• **The problem**:
Pick each line containing the word "head" out of the data below.

___ Material provided

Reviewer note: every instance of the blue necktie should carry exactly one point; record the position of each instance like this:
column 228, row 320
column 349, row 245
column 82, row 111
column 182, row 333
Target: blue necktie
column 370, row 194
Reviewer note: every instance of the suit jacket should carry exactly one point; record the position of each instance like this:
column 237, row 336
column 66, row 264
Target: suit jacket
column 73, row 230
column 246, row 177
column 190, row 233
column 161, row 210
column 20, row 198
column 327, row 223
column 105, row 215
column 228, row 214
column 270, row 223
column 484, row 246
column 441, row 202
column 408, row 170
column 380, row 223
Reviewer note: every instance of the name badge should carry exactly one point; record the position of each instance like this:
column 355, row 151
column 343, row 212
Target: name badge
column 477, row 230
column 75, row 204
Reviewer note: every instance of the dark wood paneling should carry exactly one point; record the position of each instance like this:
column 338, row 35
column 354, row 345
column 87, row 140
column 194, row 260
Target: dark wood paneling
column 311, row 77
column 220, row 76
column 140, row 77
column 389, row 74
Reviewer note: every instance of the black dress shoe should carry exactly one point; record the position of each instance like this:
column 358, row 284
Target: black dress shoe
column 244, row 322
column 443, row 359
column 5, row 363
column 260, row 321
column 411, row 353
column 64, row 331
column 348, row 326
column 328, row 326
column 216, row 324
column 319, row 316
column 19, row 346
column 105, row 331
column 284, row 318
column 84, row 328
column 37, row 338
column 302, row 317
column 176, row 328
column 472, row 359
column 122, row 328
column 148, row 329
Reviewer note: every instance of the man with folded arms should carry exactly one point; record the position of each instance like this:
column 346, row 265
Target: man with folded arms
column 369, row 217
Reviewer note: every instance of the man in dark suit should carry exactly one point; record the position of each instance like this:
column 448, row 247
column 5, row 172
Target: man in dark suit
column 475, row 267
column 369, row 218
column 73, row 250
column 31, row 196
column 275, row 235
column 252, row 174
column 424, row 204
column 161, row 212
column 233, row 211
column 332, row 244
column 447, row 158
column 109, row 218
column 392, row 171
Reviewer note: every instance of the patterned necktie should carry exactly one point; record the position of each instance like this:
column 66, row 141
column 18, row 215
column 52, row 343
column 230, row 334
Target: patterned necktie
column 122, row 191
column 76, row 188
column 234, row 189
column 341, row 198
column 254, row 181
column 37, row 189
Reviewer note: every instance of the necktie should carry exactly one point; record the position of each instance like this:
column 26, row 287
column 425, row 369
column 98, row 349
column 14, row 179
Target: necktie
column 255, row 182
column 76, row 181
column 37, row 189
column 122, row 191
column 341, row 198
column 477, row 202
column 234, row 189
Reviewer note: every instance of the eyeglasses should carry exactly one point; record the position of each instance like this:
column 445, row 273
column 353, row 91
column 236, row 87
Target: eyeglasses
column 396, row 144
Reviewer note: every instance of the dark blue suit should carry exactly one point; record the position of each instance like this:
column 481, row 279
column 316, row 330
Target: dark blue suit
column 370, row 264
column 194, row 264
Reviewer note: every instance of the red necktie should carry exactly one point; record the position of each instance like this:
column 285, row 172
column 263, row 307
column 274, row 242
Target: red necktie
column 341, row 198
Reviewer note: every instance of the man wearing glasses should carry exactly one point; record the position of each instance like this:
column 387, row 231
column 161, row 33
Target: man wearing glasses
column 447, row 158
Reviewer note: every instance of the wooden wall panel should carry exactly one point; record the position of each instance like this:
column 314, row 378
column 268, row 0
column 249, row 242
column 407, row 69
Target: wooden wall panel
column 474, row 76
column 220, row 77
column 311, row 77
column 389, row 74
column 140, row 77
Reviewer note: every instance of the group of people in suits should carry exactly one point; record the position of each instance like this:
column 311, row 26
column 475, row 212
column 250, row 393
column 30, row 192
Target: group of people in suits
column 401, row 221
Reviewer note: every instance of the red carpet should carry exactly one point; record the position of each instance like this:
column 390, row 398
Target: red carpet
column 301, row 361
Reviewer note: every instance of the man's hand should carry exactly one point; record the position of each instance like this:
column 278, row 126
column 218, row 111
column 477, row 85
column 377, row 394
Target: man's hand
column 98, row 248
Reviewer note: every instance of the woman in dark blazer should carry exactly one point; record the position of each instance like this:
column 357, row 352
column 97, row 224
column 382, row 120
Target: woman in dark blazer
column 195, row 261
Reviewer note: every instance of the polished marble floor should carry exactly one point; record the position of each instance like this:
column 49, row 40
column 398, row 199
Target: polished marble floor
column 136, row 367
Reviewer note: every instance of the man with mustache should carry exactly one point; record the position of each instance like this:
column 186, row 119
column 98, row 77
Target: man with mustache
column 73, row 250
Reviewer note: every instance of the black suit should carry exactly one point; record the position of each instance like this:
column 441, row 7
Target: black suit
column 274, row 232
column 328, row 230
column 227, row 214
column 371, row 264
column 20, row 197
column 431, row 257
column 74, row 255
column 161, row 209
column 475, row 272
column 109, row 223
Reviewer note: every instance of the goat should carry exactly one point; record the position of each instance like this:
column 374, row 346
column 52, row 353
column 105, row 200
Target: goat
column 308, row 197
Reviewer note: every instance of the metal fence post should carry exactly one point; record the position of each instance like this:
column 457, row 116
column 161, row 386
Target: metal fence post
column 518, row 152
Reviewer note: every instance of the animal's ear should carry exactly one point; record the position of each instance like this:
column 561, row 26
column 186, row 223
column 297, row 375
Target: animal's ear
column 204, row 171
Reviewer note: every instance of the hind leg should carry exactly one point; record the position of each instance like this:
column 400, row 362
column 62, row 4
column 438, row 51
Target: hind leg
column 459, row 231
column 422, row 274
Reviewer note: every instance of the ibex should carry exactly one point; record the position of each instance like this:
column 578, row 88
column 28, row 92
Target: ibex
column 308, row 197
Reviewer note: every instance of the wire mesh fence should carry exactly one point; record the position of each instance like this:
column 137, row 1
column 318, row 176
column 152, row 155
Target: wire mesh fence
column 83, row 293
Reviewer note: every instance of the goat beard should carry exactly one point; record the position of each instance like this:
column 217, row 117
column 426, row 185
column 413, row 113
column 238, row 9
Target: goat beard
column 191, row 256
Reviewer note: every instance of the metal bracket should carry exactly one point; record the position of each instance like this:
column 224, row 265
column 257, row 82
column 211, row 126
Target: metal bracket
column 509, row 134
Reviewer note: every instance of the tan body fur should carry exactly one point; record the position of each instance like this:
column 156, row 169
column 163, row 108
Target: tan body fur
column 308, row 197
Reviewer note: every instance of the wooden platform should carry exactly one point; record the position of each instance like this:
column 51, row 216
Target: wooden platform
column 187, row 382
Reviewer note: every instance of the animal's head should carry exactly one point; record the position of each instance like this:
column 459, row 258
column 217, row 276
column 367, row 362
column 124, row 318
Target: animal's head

______

• **Reply to the task**:
Reviewer note: every instance of the animal's head should carry exactly one point; record the position of each instance like this:
Target: animal's head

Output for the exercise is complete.